**Excerpted passage:**
What if no one wants our debt?

Just read an interesting post on the Yahoo Tech Ticker site titled “Sum of All Fears: Stocks Slump But Bond Woes Are the Real Concern” and it mentions something that I haven’t talked about in quite awhile.  Bond prices.

You see, when we (the US Government) borrow billions and trillions to bail out bad companies, that money has to come from somewhere.  Since the government is broke and already owes over $10 trillion, who do they borrow it from?

In the 30′s and 40′s, we borrowed it from ourselves.  FDR’s massive spending on the New Deal and World War II was almost 100% financed by people in the US buying bonds.  Savings bonds and  war bonds were bought by millions of average American families – because they believed in the government – and because (this is key!) they had savings to invest.

As a country, we no longer have savings to invest.  The collective savings rate over the past few decades has been steadily declining.  You can see some decent stats on it here.

So where does the Fed get the trillions of dollars they are spending?  Mainly from foreign countries.  And China is by far the largest loan shark we deal with.  The Chinese currently own over 22% of our public debt, followed by Japan with about 19%.   The Chinese and Japanese have savings.

**Task set:**
A. According to the post on US debt, what share of the public debt do the Chinese currently own?
B. Pick out every line of the listing that contains the string "ceiling", matching case.
The post on US debt and the listing after it come from unrelated sources.

**Input records:**
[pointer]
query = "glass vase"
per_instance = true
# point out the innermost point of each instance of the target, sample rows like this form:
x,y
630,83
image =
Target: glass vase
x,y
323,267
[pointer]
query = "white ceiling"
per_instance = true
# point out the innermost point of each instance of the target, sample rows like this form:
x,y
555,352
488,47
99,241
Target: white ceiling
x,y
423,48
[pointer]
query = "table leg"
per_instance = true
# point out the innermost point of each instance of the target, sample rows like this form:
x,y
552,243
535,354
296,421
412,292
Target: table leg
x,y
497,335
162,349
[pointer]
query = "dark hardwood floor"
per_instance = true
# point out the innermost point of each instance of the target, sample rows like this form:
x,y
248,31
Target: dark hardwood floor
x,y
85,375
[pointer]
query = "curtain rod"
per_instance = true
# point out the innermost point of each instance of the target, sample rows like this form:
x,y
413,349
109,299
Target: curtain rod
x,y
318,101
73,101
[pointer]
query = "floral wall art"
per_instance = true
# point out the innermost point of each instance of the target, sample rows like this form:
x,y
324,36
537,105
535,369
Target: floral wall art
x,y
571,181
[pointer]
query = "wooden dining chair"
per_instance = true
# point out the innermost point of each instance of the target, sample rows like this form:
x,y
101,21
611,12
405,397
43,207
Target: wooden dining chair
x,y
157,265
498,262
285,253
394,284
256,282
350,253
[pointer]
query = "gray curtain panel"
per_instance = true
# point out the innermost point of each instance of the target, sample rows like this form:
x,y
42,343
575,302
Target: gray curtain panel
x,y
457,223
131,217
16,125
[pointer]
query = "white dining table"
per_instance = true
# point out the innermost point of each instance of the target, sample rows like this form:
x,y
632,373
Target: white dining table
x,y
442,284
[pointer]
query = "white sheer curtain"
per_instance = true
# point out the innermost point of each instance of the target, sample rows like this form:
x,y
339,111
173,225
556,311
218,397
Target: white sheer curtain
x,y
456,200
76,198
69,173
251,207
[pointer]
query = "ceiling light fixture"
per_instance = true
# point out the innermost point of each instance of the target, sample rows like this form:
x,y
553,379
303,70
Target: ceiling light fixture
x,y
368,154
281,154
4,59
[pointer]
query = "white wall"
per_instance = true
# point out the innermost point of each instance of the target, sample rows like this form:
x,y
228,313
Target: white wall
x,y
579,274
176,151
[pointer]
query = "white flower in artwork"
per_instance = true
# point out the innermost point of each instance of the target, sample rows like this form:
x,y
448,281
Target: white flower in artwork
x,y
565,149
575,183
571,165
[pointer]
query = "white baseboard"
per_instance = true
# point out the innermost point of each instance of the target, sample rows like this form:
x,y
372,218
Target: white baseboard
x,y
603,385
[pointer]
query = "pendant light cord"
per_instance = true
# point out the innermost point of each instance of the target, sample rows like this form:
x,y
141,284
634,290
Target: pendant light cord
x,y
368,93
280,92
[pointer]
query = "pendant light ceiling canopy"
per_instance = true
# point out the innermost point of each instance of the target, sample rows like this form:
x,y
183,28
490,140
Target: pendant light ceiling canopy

**Task results:**
A. Over 22%.

B.
query = "white ceiling"
Target: white ceiling
query = "ceiling light fixture"
Target: ceiling light fixture
query = "pendant light ceiling canopy"
Target: pendant light ceiling canopy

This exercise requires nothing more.